__EXTRAIT DU DOCUMENT__.
------------------------------------
Il est manifeste que le rapport au récit de la part des individus s’est modifié. Si on considère par exemple la question du schéma narratif au niveau des créations audio-visuelles, il y a eu un transfert — qui est de plus en plus important — en direction soit de la série télévisée, soit du jeu vidéo, qui implique — par exemple pour celui-ci — dans le récit le joueur en tant que principe dynamique de l’actualisation des potentialités narratives du jeu [par exemple World of warcraft, jeu en temps réel 3D massivement multi-joueur atteint actuellement une communauté de 8 millions de joueurs].
------------------------------------
Entrées enregistrées
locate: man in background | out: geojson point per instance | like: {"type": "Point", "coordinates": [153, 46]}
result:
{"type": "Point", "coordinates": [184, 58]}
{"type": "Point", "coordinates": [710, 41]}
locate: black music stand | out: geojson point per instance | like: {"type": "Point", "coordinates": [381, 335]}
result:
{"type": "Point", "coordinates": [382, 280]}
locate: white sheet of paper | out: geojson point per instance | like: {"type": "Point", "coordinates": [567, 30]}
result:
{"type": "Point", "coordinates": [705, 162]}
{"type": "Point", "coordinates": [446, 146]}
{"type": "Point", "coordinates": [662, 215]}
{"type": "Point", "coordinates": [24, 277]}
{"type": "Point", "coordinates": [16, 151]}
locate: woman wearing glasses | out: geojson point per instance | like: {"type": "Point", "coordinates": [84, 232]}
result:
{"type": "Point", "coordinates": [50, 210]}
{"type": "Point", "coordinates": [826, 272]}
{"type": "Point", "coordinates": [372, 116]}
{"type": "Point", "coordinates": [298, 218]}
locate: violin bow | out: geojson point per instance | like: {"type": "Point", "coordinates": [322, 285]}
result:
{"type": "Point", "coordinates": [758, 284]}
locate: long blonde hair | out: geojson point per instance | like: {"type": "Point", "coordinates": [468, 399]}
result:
------------------------------------
__CONSIGNE__.
Reprenez l'extrait sur l'évolution du rapport au récit et poursuivez-le après sa dernière phrase. Les enregistrements forment un contenu à part.

__RÉPONSE__.
Ce qu’oublient donc ces trois écrivains, c’est que toute écriture apparaît dans un contexte, qui certes est social, politique, technologique, mais qui est aussi d’abord et avant tout constitué du tissu inter-subjectif d’intentionnalités emprises avec le monde. Or, la question de soi, la fragmentation, l’accélération sont peut-être de nouveaux prédicats à associer à la conscience humaine. Non pas prédicats à rejeter,mais à interroger comme processus de démocratisation de la parole et de l’expression. Le regret qu’ils expriment, indique par là un désir de régression historique, ou encore, l’incapacité à penser la transformation du récit à travers les mutations contemporaines. La vision qu’ils portent, si elles recoupent ce que fut le roman, n’envisage aucunement ce que devient le roman.